-- Description of the task --
Please pick out and copy every line in the records that contains the word "distant". Case counts, so only lines with that exact capitalization qualify.

-- Excerpted records --
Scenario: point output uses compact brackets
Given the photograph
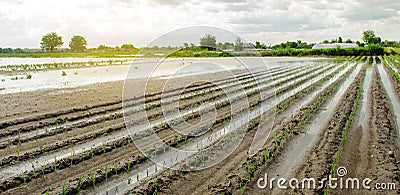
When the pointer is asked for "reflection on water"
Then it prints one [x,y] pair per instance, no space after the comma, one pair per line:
[140,68]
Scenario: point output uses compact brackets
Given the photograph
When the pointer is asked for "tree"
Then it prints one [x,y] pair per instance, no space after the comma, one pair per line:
[260,45]
[208,41]
[360,44]
[51,41]
[238,45]
[340,40]
[78,43]
[127,47]
[369,37]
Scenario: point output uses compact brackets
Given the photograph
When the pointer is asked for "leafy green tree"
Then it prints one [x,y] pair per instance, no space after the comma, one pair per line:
[369,37]
[127,47]
[78,43]
[208,41]
[51,41]
[228,45]
[340,40]
[238,45]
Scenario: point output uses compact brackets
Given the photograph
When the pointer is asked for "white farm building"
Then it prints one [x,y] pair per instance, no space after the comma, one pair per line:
[334,45]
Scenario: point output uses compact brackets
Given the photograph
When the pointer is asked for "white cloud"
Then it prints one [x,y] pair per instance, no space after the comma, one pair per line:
[114,22]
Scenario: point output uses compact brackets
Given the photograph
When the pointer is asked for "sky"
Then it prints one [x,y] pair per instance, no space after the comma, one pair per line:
[139,22]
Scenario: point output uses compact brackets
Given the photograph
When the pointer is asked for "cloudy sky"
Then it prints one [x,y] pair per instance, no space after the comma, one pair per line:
[114,22]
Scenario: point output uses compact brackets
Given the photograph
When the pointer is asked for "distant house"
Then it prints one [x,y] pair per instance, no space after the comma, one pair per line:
[249,46]
[335,45]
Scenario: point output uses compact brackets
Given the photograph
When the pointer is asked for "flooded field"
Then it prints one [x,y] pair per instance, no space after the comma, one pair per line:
[77,130]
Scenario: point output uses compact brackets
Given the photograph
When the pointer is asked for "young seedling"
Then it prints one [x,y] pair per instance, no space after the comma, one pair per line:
[80,183]
[65,189]
[55,162]
[33,167]
[93,178]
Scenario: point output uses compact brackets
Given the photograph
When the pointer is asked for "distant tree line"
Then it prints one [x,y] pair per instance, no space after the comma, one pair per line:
[372,43]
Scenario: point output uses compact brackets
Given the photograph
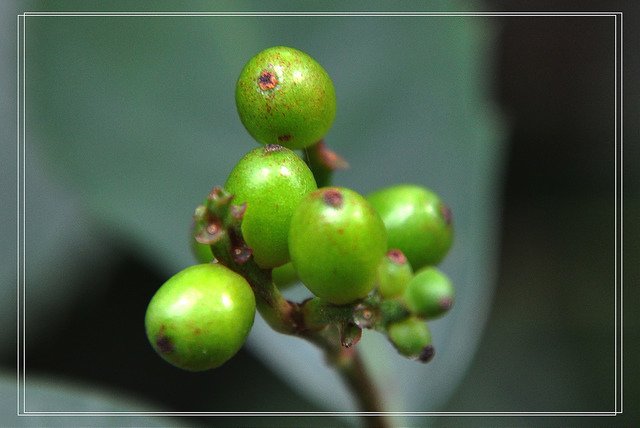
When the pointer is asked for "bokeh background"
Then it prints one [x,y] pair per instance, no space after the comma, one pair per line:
[131,120]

-- The output --
When the pointer is asked for "distant house"
When the pointer is asked for "distant tree line"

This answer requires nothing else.